**Excerpt to read**.

Our Piggy Adventure

17 Dec

My son decided this year that he loves pigs more than any animal. I never showed pigs and when I was student teaching I had the pleasure… errr… frightening experience of trying to put a board between two fighting pigs which made me decide pigs weren’t really my thing. What do you do when your baby has decided life isn’t complete without pigs?

Well you load up and go to a sale I suppose. I wasn’t really sure what to expect but there was a sale about 70 miles away in Roswell going on during a weekend we were free that a friend said would be a good sale. We threw the goat carrier in the back of the pickup and loaded up. When we got there we found that it would be a silent auction (not what I was expecting but ok) and the pigs were all numbered and put in pens by litter. I picked a few pigs I liked and especially had my heart set on a little duroc. Bidding started and we found that opening bid on all the pigs was $250. Ouch. That was my entire budget for the four pigs we were supposed to try to buy. We watched the bidding go on and my favorite little duroc went for $1250. Yikes. Guess I’m a good picker, it was the highest price pig that day. After the sale ended hubby went to talk to the breeder. Do you have any broken pigs? Lol, yep we asked for broken pigs. Since the pig market was out of our price range by a long shot surely there might be some runts, cripples, or something for us to experiment on?

The breeder was super nice and accommodated us with four broken pigs. Two had wonky ears, one had an abscess on it’s neck, and the fourth was just not a favorite and a gilt (female pig) which demand is less for since some fairs don’t allow them. We could have gotten a fifth pig but it was what he called a “head shaker” and had some neurological issue making it shake its head non-stop which it might or might not outgrow but I just couldn’t stand to watch. We loaded up our four tiny “broken” pigs and made a deal within our budget. It was a good day.


Four tiny pigs in the back of my truck in a very tall goat cage!

We got the pigs home and they were freezing. It’s a lot colder at our altitude than it is in Roswell so we got them all tucked into the goat cage (now on the ground in our barn) with some straw and a heat lamp. I had to admit they were pretty freaking adorable sleeping in a pile and waking up to play and eat.


Yeah by now you’re probably realizing I’m falling in love. I had no idea that baby pigs were so freaking cute. They are funny too. They jump and play just like puppies. Ronan thinks that all babies are cute and then they grow up ugly. To just wait and see that the pig cuteness will wear off.


Pig selfie! It’s so cute isn’t it? Yep I’ve been out in the barn cuddling them.

So the pigs grew and grew. They ate and ate. They grew and grew. Grady practically lived in the pen with them and they were as gentle as dogs! Every time that someone came over to weigh them or see how they were growing for the fair they couldn’t believe how gentle they were.


We built them a cute little house out of an old water storage tank that rusted out. It worked good until they all got much bigger than I realized.


Best buddies. Pigs and little boys both love playing in the dirt all summer.

Fair came along and the pigs looked great but a little on the small side. One pig that went to live with our friends was showed by his owner in the Cloverbud class. Grady showed Dot in the Cloverbud class and Ryleigh showed her in a prospect class (she didn’t make weight). Mr. Piggy didn’t make weight. Ryleigh showed Cupcake in a cross class. They placed well in their classes and Cupcake could have pulled into the sale but Ryleigh had two other animals in the sale we wanted to sell worse so we brought our three pigs home.

**Tasks to carry out**.
1. Condense the paragraph of the pig post that begins "The breeder was super nice" into a short bulleted list that keeps its main facts.
2. Set down the stretch of the pig post from "Yeah by now" through "will wear off.", word for word.
Rely only on the pig post for this work.

Data extracted from a collection:
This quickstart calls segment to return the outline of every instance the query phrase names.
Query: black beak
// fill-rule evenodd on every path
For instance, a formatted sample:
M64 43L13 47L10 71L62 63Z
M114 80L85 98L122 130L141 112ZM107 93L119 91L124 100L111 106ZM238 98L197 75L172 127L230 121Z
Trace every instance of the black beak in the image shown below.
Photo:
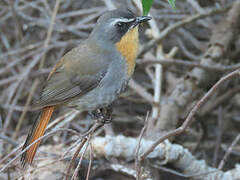
M151 19L152 19L152 17L150 17L150 16L138 16L138 17L136 17L136 23L140 24L143 22L147 22Z
M152 19L152 17L150 17L150 16L138 16L138 17L135 18L135 21L132 25L132 28L135 28L137 25L139 25L141 23L144 23L144 22L147 22L151 19Z

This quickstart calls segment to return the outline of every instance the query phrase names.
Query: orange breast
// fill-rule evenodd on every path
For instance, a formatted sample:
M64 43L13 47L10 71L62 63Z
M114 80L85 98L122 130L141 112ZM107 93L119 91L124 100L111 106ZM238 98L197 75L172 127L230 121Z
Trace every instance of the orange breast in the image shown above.
M135 69L138 41L138 27L135 27L134 29L129 30L121 40L116 43L117 50L127 61L127 72L129 77L132 76Z

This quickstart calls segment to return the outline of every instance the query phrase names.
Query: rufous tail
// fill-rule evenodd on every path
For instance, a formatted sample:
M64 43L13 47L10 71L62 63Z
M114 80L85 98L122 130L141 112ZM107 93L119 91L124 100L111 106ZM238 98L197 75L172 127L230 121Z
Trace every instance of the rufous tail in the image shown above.
M34 123L32 130L28 134L25 144L23 145L22 150L24 150L27 146L32 144L35 140L37 140L38 138L43 136L43 134L47 128L48 122L51 119L54 109L55 109L55 106L47 106L42 109L41 116ZM40 142L41 141L36 142L26 152L24 152L22 154L21 162L22 162L23 167L26 164L32 164L33 158L37 152L37 148L38 148Z

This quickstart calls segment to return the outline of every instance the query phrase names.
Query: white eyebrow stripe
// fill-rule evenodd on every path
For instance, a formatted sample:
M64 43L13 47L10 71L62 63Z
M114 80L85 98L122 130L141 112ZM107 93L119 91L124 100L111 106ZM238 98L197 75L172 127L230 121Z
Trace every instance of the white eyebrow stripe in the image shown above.
M114 18L114 20L111 22L111 24L116 24L117 22L123 22L123 23L128 23L128 22L133 22L135 21L135 18L127 19L127 18Z

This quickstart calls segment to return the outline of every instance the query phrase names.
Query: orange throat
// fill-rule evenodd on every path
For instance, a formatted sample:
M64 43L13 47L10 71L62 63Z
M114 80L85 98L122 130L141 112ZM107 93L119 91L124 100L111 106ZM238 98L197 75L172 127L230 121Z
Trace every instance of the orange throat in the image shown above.
M135 27L134 29L129 30L121 40L115 44L117 50L127 61L127 72L129 77L132 76L135 69L138 43L138 27Z

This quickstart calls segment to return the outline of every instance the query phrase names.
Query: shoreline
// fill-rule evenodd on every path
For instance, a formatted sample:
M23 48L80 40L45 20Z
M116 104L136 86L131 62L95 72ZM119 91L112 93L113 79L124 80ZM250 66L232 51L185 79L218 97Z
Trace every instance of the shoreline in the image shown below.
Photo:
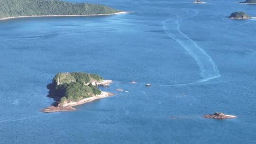
M111 16L119 14L126 14L128 13L127 11L119 12L107 14L92 14L92 15L42 15L42 16L18 16L7 17L0 18L0 20L7 20L9 19L14 19L18 18L36 18L36 17L89 17L89 16Z
M48 107L42 109L41 111L44 113L53 113L60 111L75 111L75 108L73 108L73 106L82 105L86 103L92 102L97 99L110 97L113 95L114 95L114 94L112 93L105 91L101 91L101 94L99 95L84 99L77 102L66 103L64 104L64 106L62 107Z

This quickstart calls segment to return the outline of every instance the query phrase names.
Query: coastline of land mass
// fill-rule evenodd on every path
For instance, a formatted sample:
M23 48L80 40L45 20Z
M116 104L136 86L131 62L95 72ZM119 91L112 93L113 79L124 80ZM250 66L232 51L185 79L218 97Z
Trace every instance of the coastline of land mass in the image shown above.
M112 93L105 91L101 91L101 93L99 95L82 99L77 102L67 103L64 104L63 106L52 106L48 107L42 109L41 111L45 113L53 113L58 111L75 111L75 108L74 108L73 107L82 105L86 103L92 102L98 99L105 98L113 95L114 95L114 94Z
M74 111L73 108L96 99L113 96L110 92L101 91L98 86L109 86L111 80L103 80L97 74L86 72L62 72L57 74L52 83L47 86L47 97L56 101L41 111L46 113Z
M126 13L107 6L59 0L1 0L0 19L41 17L108 16Z
M122 11L116 12L110 14L92 14L92 15L42 15L42 16L18 16L18 17L7 17L4 18L0 18L0 20L7 20L9 19L14 19L18 18L36 18L36 17L89 17L89 16L111 16L122 14L128 13L127 11Z

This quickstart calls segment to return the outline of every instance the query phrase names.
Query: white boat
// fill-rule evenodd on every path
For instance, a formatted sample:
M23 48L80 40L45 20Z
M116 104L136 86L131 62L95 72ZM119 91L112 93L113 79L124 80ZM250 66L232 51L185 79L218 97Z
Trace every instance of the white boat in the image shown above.
M124 91L124 89L117 89L117 90L116 90L117 91Z
M151 87L152 85L150 83L147 83L146 85L146 87Z

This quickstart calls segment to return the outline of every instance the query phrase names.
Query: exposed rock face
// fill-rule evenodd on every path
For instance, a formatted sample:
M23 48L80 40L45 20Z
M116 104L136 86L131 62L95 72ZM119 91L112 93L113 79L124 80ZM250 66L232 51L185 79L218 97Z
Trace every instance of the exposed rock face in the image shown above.
M205 118L215 118L215 119L227 119L234 118L236 117L235 116L227 115L222 113L215 113L213 115L206 115L204 116Z
M233 19L249 19L252 18L251 16L247 15L242 11L233 12L229 18Z
M75 108L72 107L63 107L50 106L42 109L41 111L45 113L52 113L58 111L75 111Z
M245 1L239 2L241 3L256 4L256 0L246 0Z

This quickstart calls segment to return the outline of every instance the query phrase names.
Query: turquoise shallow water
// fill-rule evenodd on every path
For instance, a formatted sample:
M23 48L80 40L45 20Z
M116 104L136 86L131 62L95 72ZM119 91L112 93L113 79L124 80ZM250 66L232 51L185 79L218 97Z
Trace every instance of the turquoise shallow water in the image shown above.
M91 0L134 12L0 21L0 143L256 143L256 21L226 17L256 6L206 1ZM63 72L112 80L101 89L116 95L40 112ZM237 118L202 117L215 111Z

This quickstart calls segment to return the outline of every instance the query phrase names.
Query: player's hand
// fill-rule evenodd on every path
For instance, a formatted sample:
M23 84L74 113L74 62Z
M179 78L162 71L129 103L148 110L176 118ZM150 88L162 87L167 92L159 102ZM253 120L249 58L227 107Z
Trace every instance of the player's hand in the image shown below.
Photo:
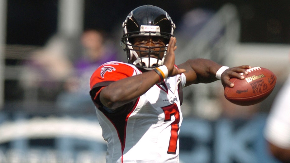
M168 76L173 76L177 74L180 74L185 72L184 69L177 69L174 66L175 63L175 54L174 51L176 50L176 38L171 37L168 43L167 53L165 56L164 65L166 65L168 69Z
M243 80L245 78L245 75L248 74L247 69L250 69L252 67L248 65L244 65L239 67L235 67L229 69L224 71L221 76L221 84L225 88L226 86L232 88L235 84L230 81L231 78L235 78ZM241 74L241 73L243 74Z

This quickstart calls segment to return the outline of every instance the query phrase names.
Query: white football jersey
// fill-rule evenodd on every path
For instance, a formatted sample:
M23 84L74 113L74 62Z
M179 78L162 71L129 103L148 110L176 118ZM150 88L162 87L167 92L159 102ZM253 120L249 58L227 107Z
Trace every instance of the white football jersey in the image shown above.
M184 74L165 79L163 84L155 84L135 101L114 113L108 112L98 101L102 88L141 73L134 65L110 62L99 67L91 77L90 93L107 142L106 161L179 162Z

**Answer list**.
1.
- The breeder supplied four "broken" pigs: two with wonky ears, one with an abscess on its neck, and one gilt (female pig), which is less in demand because some fairs don't allow them.
- A fifth pig was available, but it was a "head shaker" with a neurological issue and was not taken.
- The four pigs were loaded up for a price within budget.

2.
Yeah by now you’re probably realizing I’m falling in love. I had no idea that baby pigs were so freaking cute. They are funny too. They jump and play just like puppies. Ronan thinks that all babies are cute and then they grow up ugly. To just wait and see that the pig cuteness will wear off.